== YOUR TASK ==
List every place name that appears in the excerpt about sheltered upbringing and communism below.
++++ SELECTED EXCERPT ++++
This is part of the problem in the US and Europe. The politically correct notion that "you should do as you like." Everything that is hard or perceived as "unfair" is removed from school. Dodge ball is mean. Playing catch is dangerous. Everyone gets a trophy. Kids need to lean to feel good about themselves, that's all that matters! What we end up with are fragile little adults who think they are entitled to everything without ever having had to deal with the real world. They've been completely sheltered by this socialist world they grew up in.

I can totally agree with that. For instance, I live in Eastern-Europe, where communism still has a huge mark on our society. My father told me that back in those days, when you went to another town to meet someone, the police stopped you and started asking questions from you. He was actually beaten up once by the policemen, for not having his ID in his pocket. Or one of his colleagues who started cursing once for standing 3 hours in the line just to get bread and butter. He was taken to prison for 3 years "for showing off his penis in public to young girls". And these things did happen.

Today we have the option to CHOOSE what we want to study (if we want), where do we want to live, etc. And yet we still complain that life is hard.
++++ RECORDS ++++
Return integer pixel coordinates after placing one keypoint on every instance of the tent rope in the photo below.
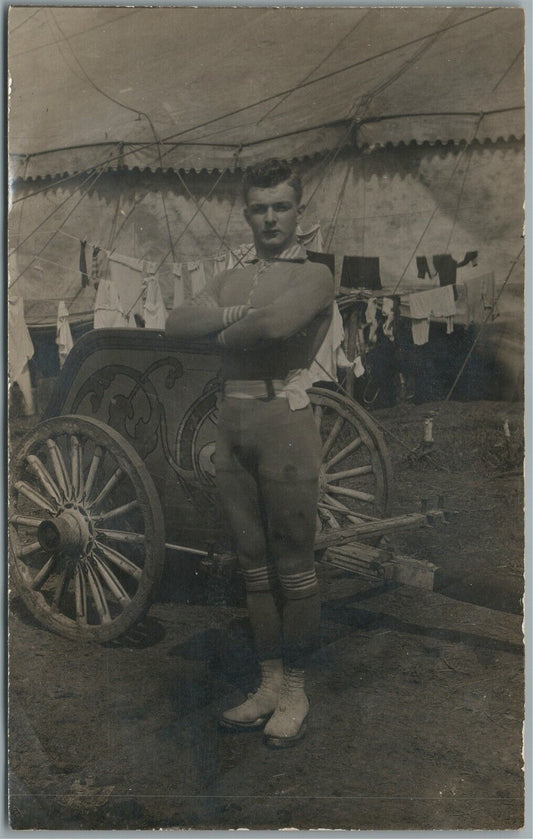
(54, 234)
(514, 262)
(167, 138)
(433, 213)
++++
== EXERCISE RESPONSE ==
the US, Europe, Eastern-Europe